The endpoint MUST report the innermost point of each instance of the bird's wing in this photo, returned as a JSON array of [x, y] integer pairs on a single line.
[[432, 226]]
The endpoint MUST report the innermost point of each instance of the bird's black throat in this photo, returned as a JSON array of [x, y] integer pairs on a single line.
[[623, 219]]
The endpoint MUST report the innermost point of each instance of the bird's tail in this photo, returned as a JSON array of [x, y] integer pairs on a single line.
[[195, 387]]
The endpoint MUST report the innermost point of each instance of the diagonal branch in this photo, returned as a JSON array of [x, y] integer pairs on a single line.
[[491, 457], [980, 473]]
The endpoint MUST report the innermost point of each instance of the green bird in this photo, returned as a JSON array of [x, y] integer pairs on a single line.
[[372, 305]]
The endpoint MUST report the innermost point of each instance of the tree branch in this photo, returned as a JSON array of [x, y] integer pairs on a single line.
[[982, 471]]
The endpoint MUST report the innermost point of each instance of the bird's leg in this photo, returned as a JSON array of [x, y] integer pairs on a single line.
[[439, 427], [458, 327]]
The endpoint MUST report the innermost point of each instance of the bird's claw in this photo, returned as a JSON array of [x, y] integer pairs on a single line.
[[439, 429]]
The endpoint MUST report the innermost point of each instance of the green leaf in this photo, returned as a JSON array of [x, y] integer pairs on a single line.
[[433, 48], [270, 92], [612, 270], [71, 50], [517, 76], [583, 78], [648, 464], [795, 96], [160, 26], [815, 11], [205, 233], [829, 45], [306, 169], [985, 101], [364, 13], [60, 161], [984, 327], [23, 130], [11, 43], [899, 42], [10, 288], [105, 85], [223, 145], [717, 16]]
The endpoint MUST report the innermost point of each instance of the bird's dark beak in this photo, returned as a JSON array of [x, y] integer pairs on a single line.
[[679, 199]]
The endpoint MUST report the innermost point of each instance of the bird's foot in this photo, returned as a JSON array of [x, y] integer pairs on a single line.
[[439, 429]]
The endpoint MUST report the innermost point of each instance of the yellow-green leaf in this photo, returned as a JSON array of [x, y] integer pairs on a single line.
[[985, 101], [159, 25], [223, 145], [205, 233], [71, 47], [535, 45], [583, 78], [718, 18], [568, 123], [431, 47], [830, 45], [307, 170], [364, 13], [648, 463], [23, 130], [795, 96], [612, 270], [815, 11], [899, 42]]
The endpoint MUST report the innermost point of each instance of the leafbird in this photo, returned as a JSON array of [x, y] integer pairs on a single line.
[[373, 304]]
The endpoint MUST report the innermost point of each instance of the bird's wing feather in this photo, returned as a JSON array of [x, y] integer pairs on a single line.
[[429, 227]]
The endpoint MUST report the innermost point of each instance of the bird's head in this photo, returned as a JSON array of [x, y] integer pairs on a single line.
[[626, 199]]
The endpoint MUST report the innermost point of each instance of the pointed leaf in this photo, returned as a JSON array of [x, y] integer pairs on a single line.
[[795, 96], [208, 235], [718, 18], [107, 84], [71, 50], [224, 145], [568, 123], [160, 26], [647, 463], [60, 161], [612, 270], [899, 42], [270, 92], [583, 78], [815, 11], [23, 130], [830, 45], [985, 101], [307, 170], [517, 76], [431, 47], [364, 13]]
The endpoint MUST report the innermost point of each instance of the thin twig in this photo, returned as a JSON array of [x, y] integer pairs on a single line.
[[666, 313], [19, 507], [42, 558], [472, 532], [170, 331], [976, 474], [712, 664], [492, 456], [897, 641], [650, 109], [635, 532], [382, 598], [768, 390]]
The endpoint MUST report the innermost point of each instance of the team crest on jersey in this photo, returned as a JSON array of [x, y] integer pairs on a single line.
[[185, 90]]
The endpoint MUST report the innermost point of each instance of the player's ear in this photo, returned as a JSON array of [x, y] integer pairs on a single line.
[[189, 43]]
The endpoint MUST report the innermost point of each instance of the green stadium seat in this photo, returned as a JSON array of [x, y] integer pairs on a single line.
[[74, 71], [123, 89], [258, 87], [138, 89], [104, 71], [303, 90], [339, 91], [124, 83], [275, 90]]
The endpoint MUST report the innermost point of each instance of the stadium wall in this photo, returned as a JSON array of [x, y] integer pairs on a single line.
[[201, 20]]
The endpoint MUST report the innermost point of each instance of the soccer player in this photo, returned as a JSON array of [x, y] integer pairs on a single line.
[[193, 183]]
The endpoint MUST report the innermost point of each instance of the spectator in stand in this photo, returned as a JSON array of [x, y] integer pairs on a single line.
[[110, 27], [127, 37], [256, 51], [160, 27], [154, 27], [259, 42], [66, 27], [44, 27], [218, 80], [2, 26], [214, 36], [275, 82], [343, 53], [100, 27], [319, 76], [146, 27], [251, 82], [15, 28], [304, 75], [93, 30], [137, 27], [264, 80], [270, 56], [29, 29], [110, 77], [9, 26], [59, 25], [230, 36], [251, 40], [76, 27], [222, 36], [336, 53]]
══════
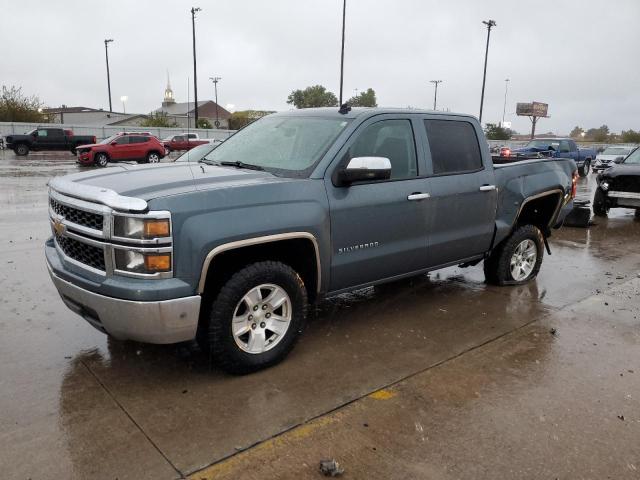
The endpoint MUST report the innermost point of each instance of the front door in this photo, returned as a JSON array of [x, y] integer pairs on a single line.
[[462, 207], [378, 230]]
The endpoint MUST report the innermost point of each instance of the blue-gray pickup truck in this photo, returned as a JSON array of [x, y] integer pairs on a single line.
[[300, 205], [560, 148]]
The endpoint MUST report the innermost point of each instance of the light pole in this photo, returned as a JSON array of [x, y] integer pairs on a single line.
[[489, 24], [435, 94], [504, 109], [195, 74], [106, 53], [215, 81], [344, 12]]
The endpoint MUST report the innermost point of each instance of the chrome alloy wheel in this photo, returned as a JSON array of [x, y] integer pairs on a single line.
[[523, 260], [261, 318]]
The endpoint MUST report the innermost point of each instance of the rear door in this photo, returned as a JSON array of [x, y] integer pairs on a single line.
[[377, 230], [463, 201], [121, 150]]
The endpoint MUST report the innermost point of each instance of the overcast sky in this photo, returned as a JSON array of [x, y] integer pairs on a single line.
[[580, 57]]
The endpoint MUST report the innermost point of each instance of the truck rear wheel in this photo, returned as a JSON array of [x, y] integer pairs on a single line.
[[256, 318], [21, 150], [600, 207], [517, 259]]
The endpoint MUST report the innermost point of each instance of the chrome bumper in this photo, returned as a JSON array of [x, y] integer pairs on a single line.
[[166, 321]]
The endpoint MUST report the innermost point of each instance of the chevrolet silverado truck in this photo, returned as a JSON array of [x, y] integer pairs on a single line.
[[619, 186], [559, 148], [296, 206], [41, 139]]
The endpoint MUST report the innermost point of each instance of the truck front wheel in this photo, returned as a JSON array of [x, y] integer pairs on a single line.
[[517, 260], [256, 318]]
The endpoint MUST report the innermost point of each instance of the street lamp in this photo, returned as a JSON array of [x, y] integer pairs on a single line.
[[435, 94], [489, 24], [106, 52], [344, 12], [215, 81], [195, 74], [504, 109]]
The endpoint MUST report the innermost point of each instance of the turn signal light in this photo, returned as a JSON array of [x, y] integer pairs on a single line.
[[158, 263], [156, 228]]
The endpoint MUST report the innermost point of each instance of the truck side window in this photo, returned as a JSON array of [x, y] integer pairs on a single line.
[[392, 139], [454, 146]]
══════
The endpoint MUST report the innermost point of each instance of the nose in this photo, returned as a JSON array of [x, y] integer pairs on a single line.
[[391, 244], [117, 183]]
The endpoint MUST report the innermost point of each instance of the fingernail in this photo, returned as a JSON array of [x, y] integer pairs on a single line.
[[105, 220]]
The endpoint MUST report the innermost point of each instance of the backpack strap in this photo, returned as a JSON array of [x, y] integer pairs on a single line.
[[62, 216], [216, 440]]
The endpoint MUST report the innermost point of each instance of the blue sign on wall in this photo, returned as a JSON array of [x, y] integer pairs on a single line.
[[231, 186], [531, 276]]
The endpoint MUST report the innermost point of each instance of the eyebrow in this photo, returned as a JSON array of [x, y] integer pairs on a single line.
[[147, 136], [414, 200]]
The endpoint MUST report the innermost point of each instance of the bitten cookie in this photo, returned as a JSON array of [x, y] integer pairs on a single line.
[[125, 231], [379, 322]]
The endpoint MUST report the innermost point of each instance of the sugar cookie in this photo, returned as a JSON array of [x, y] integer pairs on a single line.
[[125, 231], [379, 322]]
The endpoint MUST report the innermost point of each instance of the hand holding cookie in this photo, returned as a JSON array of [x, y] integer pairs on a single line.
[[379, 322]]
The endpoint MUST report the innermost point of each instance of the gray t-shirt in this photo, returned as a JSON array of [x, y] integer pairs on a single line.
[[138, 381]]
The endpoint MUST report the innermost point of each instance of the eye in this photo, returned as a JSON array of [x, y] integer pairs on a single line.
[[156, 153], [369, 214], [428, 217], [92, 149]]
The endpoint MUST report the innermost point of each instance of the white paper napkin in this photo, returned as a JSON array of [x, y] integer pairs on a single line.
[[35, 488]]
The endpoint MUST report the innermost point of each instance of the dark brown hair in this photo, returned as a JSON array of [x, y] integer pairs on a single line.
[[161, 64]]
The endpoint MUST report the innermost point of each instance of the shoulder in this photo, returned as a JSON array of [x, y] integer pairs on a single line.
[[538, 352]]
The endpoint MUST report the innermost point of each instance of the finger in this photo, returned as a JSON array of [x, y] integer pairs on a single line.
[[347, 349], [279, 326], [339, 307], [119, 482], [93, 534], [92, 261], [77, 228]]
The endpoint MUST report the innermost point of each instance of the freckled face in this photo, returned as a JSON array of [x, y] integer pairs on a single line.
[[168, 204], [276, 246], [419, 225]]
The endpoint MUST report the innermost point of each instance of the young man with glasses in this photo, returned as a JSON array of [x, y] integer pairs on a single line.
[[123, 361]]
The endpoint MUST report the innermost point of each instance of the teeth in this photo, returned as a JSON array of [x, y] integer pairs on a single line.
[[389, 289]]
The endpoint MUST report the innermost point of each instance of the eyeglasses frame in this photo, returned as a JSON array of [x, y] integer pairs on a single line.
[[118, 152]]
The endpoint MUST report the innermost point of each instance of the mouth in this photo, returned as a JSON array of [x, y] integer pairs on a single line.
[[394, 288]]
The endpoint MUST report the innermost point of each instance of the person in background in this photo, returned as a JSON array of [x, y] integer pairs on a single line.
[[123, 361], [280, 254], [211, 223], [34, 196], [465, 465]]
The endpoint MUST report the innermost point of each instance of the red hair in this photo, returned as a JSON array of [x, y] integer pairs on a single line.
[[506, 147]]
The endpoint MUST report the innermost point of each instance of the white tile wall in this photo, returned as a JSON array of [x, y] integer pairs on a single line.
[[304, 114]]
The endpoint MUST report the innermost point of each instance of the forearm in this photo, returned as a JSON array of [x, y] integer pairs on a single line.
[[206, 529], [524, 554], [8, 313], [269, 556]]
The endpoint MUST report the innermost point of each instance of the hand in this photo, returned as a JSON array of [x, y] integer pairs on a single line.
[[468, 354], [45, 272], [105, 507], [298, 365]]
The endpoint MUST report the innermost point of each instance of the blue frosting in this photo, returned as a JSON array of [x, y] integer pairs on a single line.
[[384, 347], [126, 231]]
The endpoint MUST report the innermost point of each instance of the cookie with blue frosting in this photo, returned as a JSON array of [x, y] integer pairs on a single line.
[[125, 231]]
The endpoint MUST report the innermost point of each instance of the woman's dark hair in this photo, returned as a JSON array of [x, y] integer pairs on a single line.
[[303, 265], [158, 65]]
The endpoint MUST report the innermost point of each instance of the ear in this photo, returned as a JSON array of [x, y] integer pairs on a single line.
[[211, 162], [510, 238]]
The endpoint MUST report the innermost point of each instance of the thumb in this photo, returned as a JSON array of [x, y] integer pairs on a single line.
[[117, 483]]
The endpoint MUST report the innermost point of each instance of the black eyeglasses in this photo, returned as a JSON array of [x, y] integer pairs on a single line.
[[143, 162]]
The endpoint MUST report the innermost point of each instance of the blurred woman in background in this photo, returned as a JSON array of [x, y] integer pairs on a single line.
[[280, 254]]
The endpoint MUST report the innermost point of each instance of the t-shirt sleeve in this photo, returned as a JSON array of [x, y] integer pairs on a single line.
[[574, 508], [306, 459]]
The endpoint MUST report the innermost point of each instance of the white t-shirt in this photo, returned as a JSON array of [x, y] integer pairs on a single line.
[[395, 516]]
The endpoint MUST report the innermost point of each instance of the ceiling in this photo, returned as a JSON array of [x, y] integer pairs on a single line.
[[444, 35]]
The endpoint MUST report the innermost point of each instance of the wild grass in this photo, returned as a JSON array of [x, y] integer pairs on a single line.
══════
> GOAL OF THE EXERCISE:
Render the data above as a JSON list of strings, one string per line and blank lines omitted, from the line containing "of the street" up to and including the line containing "[[392, 139], [454, 146]]". Include only those lines.

> THE OUTPUT:
[
  "The endpoint MUST report the innermost point of each instance of the street lamp in this photo, returned as a JSON array of [x, y] integer pairs on a single line.",
  "[[435, 94], [489, 24], [106, 52], [344, 12], [215, 81], [195, 74], [504, 109]]",
  "The endpoint MUST report the innermost point of each instance of the turn signal light in this photo, returned as a JSON array of [x, y] integer pairs on a single line.",
  "[[158, 263], [156, 228]]",
  "The endpoint MUST report the innermost point of each instance of the truck side window in this photo, returned as a JSON array of [x, y] integer pairs on a single line.",
  "[[392, 139], [454, 146]]"
]